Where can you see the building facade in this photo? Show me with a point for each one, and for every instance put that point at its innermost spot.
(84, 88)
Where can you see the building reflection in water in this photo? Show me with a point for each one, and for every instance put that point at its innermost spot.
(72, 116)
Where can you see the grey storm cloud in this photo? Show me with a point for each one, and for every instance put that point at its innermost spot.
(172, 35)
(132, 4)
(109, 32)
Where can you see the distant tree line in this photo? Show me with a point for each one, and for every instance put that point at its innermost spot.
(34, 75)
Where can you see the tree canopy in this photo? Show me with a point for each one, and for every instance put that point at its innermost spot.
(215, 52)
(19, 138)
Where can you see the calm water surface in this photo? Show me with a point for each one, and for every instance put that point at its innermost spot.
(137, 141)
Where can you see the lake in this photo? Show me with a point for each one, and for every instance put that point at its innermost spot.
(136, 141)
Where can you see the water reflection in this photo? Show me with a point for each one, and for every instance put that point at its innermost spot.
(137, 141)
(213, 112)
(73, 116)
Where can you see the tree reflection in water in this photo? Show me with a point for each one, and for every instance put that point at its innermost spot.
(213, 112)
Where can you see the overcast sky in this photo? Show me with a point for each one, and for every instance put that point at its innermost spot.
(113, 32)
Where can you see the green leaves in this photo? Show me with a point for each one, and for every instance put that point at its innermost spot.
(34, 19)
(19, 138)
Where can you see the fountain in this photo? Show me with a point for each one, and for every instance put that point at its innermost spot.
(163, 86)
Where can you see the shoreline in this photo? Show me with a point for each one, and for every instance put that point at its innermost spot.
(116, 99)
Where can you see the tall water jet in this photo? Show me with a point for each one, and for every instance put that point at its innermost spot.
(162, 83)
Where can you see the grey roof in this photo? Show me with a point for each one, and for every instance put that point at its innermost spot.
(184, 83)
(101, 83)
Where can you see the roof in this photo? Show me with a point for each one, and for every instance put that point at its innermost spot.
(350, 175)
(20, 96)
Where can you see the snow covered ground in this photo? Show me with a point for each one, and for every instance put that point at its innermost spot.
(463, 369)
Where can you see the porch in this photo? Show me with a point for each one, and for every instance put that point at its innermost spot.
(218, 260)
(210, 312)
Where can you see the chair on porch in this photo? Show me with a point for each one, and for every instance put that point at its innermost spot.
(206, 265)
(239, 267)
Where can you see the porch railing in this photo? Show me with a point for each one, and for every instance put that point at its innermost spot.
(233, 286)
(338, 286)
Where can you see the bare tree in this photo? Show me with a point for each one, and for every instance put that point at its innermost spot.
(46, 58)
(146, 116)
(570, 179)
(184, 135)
...
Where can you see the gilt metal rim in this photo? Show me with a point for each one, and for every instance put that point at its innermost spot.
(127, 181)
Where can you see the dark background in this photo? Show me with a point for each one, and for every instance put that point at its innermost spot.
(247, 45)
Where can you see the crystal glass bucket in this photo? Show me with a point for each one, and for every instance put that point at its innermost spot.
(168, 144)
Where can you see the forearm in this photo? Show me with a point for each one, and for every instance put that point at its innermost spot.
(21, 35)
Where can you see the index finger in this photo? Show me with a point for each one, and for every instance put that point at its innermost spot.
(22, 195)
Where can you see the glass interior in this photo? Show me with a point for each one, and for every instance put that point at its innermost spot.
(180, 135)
...
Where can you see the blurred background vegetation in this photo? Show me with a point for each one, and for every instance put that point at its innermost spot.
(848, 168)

■ **EXERCISE BRIEF**: Please pick out and copy every line of the material above that contains the string "glass". Case counts.

■ **EXPECTED ANSWER**:
Where can you see the crystal glass bucket in this photo? Show me with a point for each one, and for every instance put that point at its innermost spot.
Where can you see the glass interior in this photo? Show me with a point for each one, and for every instance put that point at its innermost spot.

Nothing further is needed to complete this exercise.